> _Exercise materials_:
###

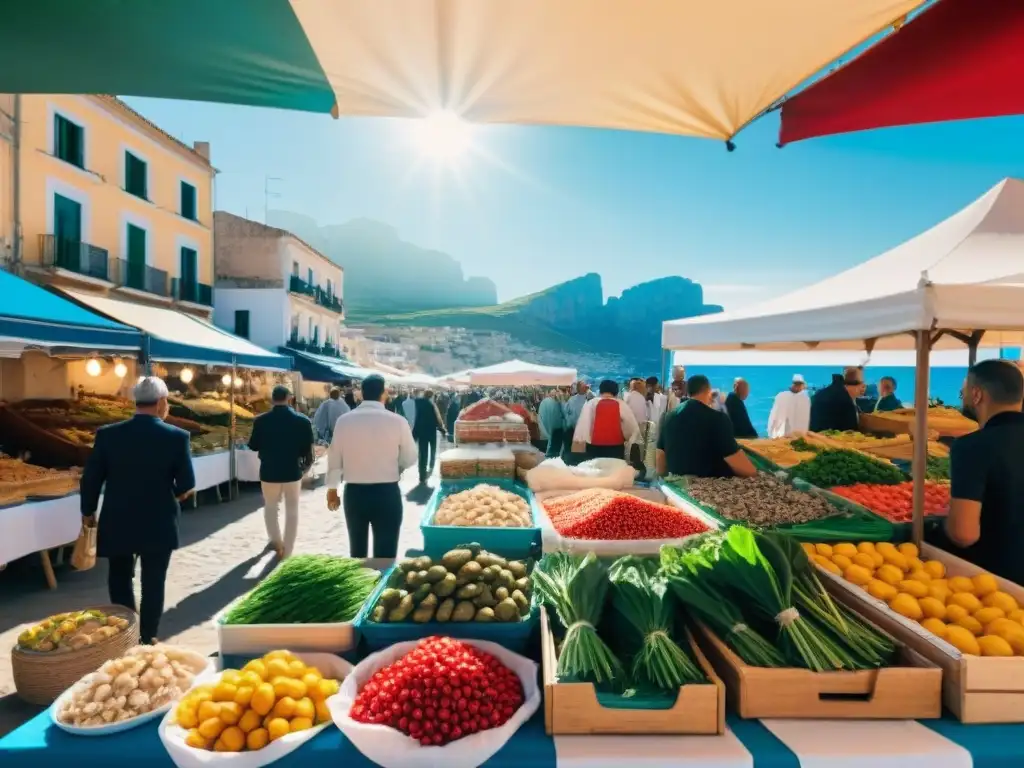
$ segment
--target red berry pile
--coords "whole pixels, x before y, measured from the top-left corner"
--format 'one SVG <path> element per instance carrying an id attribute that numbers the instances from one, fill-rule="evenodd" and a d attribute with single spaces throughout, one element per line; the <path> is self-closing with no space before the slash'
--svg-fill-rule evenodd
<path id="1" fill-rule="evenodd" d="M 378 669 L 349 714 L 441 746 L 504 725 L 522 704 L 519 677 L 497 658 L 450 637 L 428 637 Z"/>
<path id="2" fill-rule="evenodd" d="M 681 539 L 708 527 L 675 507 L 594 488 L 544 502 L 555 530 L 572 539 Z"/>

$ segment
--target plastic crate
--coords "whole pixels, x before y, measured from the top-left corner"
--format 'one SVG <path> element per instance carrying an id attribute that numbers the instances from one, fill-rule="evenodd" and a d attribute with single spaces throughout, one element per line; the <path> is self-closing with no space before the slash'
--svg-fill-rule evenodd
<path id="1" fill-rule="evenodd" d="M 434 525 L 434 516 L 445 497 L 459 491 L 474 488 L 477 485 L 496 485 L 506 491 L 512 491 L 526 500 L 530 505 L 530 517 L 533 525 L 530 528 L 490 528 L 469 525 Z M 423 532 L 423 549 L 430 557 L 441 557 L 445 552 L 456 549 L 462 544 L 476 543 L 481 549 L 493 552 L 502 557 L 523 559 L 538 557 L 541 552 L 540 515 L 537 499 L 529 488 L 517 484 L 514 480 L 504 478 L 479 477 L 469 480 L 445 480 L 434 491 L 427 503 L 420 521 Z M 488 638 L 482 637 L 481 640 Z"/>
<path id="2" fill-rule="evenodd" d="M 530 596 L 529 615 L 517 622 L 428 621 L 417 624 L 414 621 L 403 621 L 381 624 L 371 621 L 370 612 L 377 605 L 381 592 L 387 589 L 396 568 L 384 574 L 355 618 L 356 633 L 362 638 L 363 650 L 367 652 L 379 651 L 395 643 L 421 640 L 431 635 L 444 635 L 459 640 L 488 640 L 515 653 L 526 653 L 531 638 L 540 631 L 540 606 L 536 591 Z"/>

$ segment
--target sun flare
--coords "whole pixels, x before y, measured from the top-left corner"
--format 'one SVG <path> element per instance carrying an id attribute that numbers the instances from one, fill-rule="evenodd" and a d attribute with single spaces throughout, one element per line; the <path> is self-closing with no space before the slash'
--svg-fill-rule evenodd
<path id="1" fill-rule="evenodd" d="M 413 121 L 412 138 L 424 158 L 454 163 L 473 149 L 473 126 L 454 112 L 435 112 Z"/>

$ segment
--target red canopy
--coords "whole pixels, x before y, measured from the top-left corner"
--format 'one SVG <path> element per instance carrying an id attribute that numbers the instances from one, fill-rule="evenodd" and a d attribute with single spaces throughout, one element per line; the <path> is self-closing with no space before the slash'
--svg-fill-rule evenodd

###

> _Problem requirements_:
From the first line to the last, repeat the listing exactly and skip its images.

> _Answer space_:
$ segment
--target red berry pile
--coords "whole pixels, x before y, measured from the top-left corner"
--format 'one SVG <path> element per instance carrying an id attribute that numbers the instances from one, fill-rule="evenodd" and a d attribute with single spaces throughout, one element per line; the <path> is self-closing with no space before the slash'
--svg-fill-rule evenodd
<path id="1" fill-rule="evenodd" d="M 378 669 L 349 714 L 441 746 L 504 725 L 522 704 L 519 677 L 497 658 L 450 637 L 428 637 Z"/>
<path id="2" fill-rule="evenodd" d="M 681 539 L 708 527 L 675 507 L 594 488 L 544 502 L 555 530 L 572 539 Z"/>

$ segment
--target plastic crate
--coords "whole pixels, x before y, measured from the top-left corner"
--format 'one SVG <path> element per instance carrying an id attribute that numbers the instances from one, fill-rule="evenodd" and a d attribute with single spaces throughout, one element per line; the <path> is self-closing with no space before the slash'
--svg-fill-rule evenodd
<path id="1" fill-rule="evenodd" d="M 434 525 L 434 516 L 445 497 L 459 491 L 474 488 L 477 485 L 496 485 L 506 491 L 512 491 L 526 500 L 530 505 L 530 517 L 533 525 L 530 528 L 490 528 L 469 525 Z M 423 532 L 423 549 L 430 557 L 441 557 L 445 552 L 456 549 L 462 544 L 476 543 L 481 549 L 493 552 L 502 557 L 523 559 L 538 557 L 541 552 L 540 515 L 537 499 L 529 488 L 517 484 L 514 480 L 504 478 L 479 477 L 469 480 L 445 480 L 434 491 L 427 503 L 420 521 Z M 488 638 L 482 637 L 481 640 Z"/>
<path id="2" fill-rule="evenodd" d="M 530 596 L 529 615 L 517 622 L 428 621 L 417 624 L 414 621 L 403 621 L 381 624 L 371 621 L 370 612 L 377 605 L 381 592 L 387 589 L 396 568 L 384 574 L 355 618 L 356 633 L 362 638 L 363 650 L 367 652 L 379 651 L 395 643 L 421 640 L 431 635 L 444 635 L 459 640 L 488 640 L 515 653 L 526 653 L 531 638 L 540 631 L 540 606 L 536 591 Z"/>

$ segment
--target sun flare
--coords "whole pixels, x before y, measured from the top-left corner"
--format 'one SVG <path> element per instance carrying an id attribute that numbers the instances from one, fill-rule="evenodd" and a d attribute with single spaces throughout, one element per line; the <path> is self-closing with no space before the slash'
--svg-fill-rule evenodd
<path id="1" fill-rule="evenodd" d="M 413 121 L 412 138 L 424 158 L 454 163 L 473 149 L 473 126 L 454 112 L 435 112 Z"/>

$ segment
--target red canopy
--coords "whole pixels, x before y, measured from the top-left corner"
--format 'one SVG <path> element per instance carrying an id attribute that numbers the instances from one, fill-rule="evenodd" and a d attribute with single spaces throughout, one element per line; the <path> is self-closing with no space before the slash'
--svg-fill-rule evenodd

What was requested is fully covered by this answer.